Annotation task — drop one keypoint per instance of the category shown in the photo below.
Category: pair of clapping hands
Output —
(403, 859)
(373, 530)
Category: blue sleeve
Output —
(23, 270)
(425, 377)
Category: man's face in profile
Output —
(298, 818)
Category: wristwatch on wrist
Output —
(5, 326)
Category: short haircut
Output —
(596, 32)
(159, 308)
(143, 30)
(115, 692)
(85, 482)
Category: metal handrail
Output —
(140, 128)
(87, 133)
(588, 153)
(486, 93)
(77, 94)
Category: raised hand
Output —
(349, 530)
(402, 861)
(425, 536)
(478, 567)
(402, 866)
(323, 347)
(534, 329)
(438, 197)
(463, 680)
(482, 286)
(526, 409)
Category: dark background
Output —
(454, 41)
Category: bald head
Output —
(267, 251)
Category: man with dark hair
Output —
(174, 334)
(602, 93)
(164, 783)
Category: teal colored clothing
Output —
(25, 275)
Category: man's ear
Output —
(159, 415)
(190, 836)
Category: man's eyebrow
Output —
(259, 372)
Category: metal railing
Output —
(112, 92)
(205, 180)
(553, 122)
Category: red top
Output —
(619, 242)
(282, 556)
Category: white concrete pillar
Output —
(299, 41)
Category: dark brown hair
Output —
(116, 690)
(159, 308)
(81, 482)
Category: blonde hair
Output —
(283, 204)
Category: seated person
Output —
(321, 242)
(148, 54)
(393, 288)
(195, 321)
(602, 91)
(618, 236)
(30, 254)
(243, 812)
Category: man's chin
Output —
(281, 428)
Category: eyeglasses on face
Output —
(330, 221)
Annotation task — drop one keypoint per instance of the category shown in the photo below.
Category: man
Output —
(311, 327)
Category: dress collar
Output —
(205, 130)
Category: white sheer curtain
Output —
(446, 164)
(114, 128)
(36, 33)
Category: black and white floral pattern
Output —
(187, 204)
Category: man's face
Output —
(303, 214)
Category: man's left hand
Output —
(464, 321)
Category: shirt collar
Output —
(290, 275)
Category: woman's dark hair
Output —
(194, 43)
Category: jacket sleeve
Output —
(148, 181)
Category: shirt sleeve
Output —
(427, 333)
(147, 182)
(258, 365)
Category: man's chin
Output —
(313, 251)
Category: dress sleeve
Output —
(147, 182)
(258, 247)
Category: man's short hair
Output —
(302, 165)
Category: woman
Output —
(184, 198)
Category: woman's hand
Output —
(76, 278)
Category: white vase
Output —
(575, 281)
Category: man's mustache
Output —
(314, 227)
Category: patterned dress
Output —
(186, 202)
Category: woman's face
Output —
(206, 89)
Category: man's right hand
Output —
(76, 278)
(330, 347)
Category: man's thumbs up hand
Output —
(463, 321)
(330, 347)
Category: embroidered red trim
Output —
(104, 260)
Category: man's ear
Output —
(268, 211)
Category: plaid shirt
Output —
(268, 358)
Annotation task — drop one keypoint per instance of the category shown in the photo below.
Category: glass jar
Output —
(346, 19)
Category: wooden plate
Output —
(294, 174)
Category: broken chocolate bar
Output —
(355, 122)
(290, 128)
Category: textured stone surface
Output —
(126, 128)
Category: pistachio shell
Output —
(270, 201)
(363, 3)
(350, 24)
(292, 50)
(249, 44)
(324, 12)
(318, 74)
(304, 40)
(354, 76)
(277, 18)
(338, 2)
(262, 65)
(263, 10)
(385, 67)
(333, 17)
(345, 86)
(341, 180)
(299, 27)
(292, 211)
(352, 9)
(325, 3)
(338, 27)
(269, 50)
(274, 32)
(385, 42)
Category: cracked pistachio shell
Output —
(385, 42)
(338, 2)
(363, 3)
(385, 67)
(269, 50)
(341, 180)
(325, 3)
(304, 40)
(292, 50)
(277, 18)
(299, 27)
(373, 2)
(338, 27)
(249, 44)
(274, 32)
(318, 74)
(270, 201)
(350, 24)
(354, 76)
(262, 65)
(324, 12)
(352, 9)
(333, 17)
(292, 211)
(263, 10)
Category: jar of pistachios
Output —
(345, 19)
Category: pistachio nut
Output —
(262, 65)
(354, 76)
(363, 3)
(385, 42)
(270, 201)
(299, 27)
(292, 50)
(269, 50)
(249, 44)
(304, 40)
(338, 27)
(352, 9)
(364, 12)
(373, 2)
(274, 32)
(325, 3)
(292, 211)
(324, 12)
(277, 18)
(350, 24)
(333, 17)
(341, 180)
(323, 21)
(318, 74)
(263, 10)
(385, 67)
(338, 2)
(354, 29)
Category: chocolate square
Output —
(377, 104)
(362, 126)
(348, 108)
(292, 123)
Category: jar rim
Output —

* * * * * * *

> **YOUR TASK**: Start at the first line of the entries and stop at the line with "Category: man's face in profile". Retype each of those lines exactly, both ends included.

> **WRITTEN SOLUTION**:
Annotation task — drop one keypoint per instance of the category shown in the photo below.
Category: pair of clapping hands
Output —
(403, 859)
(373, 530)
Category: blue sleeve
Output —
(23, 270)
(425, 377)
Category: man's face in profile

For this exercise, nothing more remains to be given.